• [TEXT]:
---+---

The incoming class of rookie receivers are highlighted by D.K. Metcalf, but Miles Boykin of Notre Dame should be garnering more attention.
Miles Boykin caught the attention of the NFL Draft world when he tested as an otherworldly athlete at this year’s NFL Combine.
At a towering 6-foot-4 inches and 220 pounds, Boykin ran a 4.42 40-yard dash (top 20 for the entire combine), jumped 43.5 inches in the vertical jump (first among WRs), and leaped 140 inches (second among WRs) in the broad jump. Not only did he show his explosion, but Boykin followed those tests with a 6.77 3-cone (tops of all WRs) and a 4.07 short shuttle (third among WRs).
These numbers undoubtedly place Boykin in an elite class of athlete. This rare athletic profile earned Boykin the status of a perfect SPARQ score of 150, which is the number of standard deviations above the mean for his position in the NFL. Other 3-sigma athletes include, J.J. Watt, Calvin Johnson and Byron Jones.
Boykin has not received the post-combine rise as others have, nor has he received his proper ranking in the consensus of this year’s class of wideouts. There are a number of reasons why, but the biggest one is due to playing in an anemic, run-first offense with inconsistent quarterback play. Despite not being featured, Boykin still caught 59 passes for 872 yards and eight touchdowns.
For comparisons sake, his production is eerily similar to that of Dante Pettis, who was the third wide receiver off the board in the 2018 NFL Draft. In Pettis’ senior season he caught 63 passes for 761 yards and seven touchdowns. The lack of high-level production should not deter teams from taking a look at this exciting player in the early rounds.
Separation, Speed and Explosiveness
What immediately translates from college to the NFL is the ability to separate. Speed and explosiveness are sufficient but not necessary to become a great separator. Luckily for Boykin, he has both.

---+---

• [ENTRIES PROVIDED]:
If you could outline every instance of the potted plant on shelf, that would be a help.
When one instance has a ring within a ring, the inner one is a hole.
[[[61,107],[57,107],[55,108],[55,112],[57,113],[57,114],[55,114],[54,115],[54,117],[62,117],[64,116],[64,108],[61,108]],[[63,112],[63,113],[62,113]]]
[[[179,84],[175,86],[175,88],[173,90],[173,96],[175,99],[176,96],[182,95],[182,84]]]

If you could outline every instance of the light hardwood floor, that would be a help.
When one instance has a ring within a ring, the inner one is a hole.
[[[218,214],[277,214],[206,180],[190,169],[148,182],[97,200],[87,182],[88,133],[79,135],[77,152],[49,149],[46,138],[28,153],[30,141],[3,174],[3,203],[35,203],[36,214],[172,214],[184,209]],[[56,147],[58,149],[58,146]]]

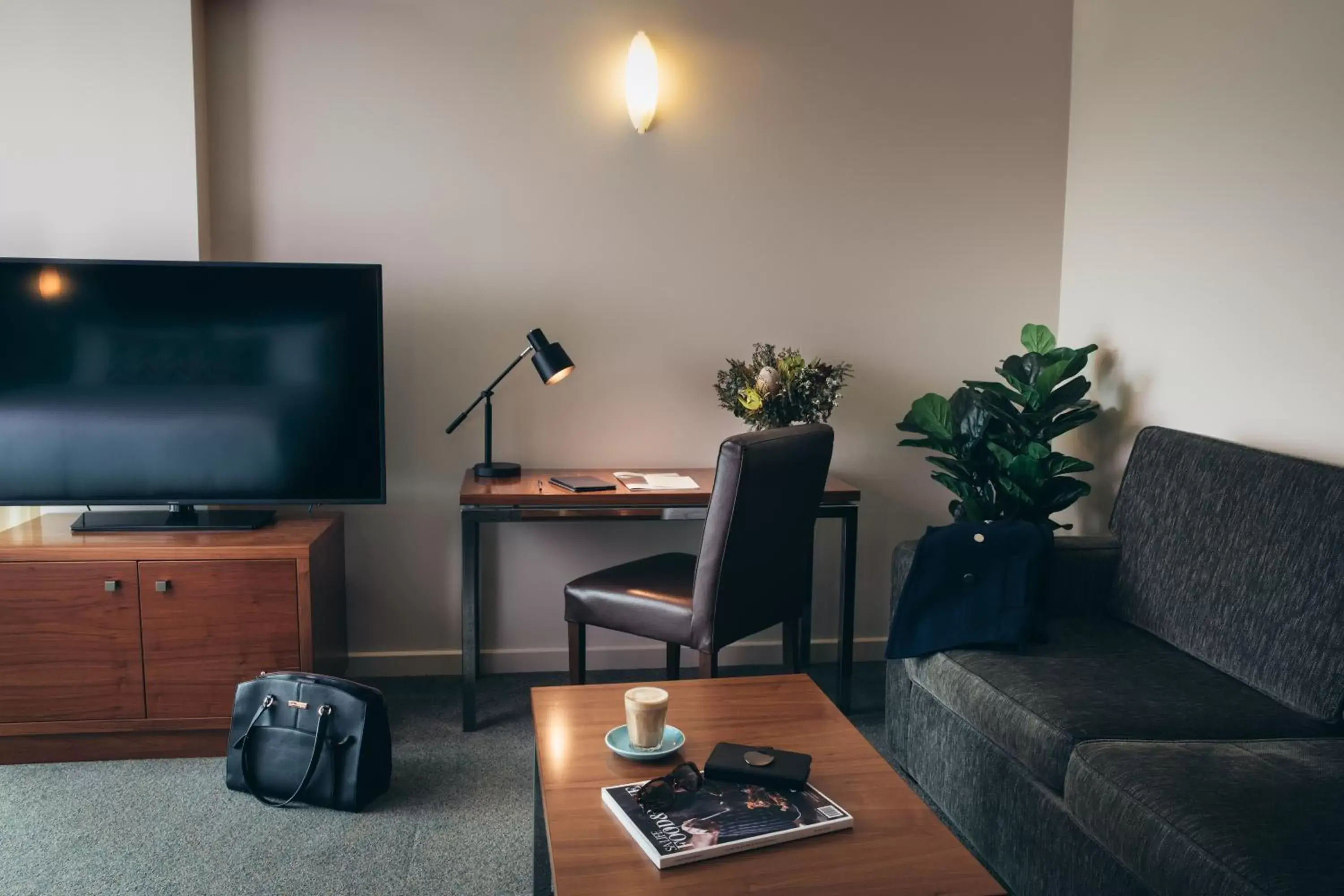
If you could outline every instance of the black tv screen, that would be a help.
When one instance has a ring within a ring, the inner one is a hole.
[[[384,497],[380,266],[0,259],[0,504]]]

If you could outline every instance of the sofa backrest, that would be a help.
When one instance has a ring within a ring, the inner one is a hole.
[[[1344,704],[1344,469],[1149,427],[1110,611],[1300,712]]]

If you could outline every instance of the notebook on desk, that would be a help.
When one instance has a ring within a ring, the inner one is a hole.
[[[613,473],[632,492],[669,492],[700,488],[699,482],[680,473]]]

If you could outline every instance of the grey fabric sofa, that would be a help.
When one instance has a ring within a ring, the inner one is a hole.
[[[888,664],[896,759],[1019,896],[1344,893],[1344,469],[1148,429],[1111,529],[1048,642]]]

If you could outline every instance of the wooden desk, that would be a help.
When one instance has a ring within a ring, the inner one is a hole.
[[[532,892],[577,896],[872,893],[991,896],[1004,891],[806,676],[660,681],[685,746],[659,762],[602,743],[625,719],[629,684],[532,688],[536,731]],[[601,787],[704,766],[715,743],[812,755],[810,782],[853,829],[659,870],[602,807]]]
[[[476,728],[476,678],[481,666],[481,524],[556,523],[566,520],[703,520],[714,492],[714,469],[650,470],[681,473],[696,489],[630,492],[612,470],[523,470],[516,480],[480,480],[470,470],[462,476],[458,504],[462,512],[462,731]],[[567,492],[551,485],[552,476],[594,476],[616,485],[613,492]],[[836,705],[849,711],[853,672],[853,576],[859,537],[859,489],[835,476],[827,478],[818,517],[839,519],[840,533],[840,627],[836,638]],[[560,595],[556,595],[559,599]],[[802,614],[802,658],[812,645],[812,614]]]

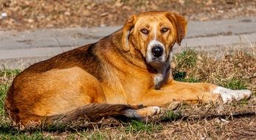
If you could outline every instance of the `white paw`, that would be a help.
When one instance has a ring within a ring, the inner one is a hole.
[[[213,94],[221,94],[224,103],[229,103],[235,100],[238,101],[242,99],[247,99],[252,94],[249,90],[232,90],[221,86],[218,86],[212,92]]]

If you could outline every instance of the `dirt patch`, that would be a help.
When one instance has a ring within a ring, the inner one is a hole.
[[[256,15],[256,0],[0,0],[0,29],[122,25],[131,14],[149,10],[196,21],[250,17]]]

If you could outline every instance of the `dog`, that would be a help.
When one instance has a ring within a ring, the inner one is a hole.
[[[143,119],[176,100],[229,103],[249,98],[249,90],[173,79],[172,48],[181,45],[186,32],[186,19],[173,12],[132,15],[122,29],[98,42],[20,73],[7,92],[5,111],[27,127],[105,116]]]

---+---

• [PROBLEM STATEMENT]: Continue the piece on Miles Boykin's NFL Draft prospects, picking up right after its last sentence.

• [THE ANSWER]:
One knock on Boykin is that his speed does not show up on tape. I vehemently disagree. A fast person with long legs and a longer stride will look slower than a shorter player because they are not taking as many steps. The speed for a taller person such as Boykin is masked by his length. This next clip is a good example.
Here, Boykin immediately beats his man off the line of scrimmage, gains separation and the cornerback has no shot. If not for the poorly thrown ball, this is an easy touchdown over the middle of the field. Boykin’s tape is littered with undercooked passes from his quarterback that erased opportunities for production.
On this play, Boykin runs a post route and beats the safety deep.This should have been an easy touchdown but his quarterback was unable to deliver an accurate ball.
Boykin tends to get separation deep and over the middle of the field, but off-target throws like the above kept him from converting those opportunities into more.
Red zone weapon
Boykin can be used in a variety of ways in the red zone. He can play outside or inside.
The defender gets beat hard inside as Boykin explodes off his plant foot.
Lines up in this slot here running a short corner to the back of the endzone. Displays great hands and spatial awareness finding the open space in the zone for the score.
Football IQ and YAC ability
Boykin has a knack for finding open space. He also shows a high football IQ. On this play he notices the defenders leaving him to chase the Quarterback. He quickly turns upfield to give his quarterback an outlet. Being hard to take down once he gets moving, he takes this one to the house.
One play that really stands out is his one handed grab against LSU. Smaller defenders do not stand a chance. But he has the ability to make guys miss, which is rare for a wide receiver of his size.
Poor throws, a run-first offense and lack of being featured kept Boykin from truly shining at Notre Dame. His talent level is off the charts and we have seen but a mere glimpse of what he is capable of. One can only imagine what level of production he would have if he played in a more dynamic offense or simply had a better quarterback.
His athletic profile is more rare than that of D.K. Metcalf — who is a marvel in his own right — and he has higher production than Metcalf who is seen as the top receiver in the draft.
Boykin is being overlooked as a dynamic playmaker that can contribute immediately in the NFL as a split-end or flanker but can also move inside to play the big slot. He will make his money over the middle of the field in a modern NFL offense.
Boykin will have to work on sinking his hips more out of his breaks and diversifying his releases off the line of scrimmage, but it would not surprise me if he ends up being the best receiver to come out of this draft.